▶ [DATA UNDER STUDY]
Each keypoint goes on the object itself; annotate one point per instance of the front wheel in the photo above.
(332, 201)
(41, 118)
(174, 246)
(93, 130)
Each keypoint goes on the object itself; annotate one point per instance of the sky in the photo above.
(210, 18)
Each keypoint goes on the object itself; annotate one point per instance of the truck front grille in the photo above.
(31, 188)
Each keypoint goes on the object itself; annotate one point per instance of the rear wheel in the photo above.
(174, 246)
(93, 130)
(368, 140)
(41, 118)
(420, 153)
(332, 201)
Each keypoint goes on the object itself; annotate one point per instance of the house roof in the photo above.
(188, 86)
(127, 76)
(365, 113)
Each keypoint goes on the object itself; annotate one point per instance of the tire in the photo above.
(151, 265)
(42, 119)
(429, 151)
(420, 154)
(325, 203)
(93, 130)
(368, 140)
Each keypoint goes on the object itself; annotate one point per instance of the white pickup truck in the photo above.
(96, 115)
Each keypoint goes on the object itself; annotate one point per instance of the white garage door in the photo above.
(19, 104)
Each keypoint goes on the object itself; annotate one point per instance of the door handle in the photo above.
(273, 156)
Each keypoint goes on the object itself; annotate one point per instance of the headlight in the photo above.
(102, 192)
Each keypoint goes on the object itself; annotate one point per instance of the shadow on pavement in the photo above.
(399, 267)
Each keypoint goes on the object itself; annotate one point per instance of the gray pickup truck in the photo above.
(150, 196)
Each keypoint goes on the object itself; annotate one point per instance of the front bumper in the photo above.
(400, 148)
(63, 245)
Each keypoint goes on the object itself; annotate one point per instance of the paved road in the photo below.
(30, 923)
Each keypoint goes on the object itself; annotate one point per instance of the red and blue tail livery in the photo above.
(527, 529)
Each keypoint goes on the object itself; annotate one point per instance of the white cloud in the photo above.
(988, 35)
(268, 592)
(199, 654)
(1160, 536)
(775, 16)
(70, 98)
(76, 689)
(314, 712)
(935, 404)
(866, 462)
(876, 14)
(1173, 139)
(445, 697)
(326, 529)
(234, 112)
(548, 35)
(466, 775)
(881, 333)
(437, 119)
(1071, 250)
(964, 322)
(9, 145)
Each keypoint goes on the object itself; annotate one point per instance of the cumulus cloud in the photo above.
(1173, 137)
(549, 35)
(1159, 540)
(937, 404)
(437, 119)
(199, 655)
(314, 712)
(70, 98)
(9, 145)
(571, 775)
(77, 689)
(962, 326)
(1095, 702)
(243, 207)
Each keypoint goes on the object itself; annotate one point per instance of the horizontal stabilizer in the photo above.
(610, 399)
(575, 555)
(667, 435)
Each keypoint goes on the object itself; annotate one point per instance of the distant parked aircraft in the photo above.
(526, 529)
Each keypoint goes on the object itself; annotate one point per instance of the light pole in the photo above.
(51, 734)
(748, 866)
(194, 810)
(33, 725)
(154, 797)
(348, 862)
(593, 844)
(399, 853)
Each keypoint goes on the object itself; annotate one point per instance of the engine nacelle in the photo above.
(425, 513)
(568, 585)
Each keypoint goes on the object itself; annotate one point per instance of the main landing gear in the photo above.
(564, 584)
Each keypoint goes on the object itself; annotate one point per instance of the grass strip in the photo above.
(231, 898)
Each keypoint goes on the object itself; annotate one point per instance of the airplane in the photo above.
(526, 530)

▶ [ASSIGNMENT]
Reproduce the listing from the "pole in the photo above." line onward, verbatim.

▶ [OUTPUT]
Each keypoint goes on the object itself; annotate one point per instance of the light pole in the photo above.
(51, 734)
(748, 866)
(194, 810)
(33, 725)
(154, 797)
(348, 862)
(593, 844)
(399, 853)
Each keypoint goes on the object itself; annotate one point per instance of the engine nacelle in the photo above.
(425, 513)
(568, 585)
Each keypoint goes on the object itself; annotate one point per instance of the main landing gear in the photo above.
(564, 584)
Each keypoint goes on the object itself; annotate one point per instance of the grass strip in the photo above.
(231, 898)
Each keypoint goes on the object itself; annotate one point per instance of the airplane in the photo above.
(526, 530)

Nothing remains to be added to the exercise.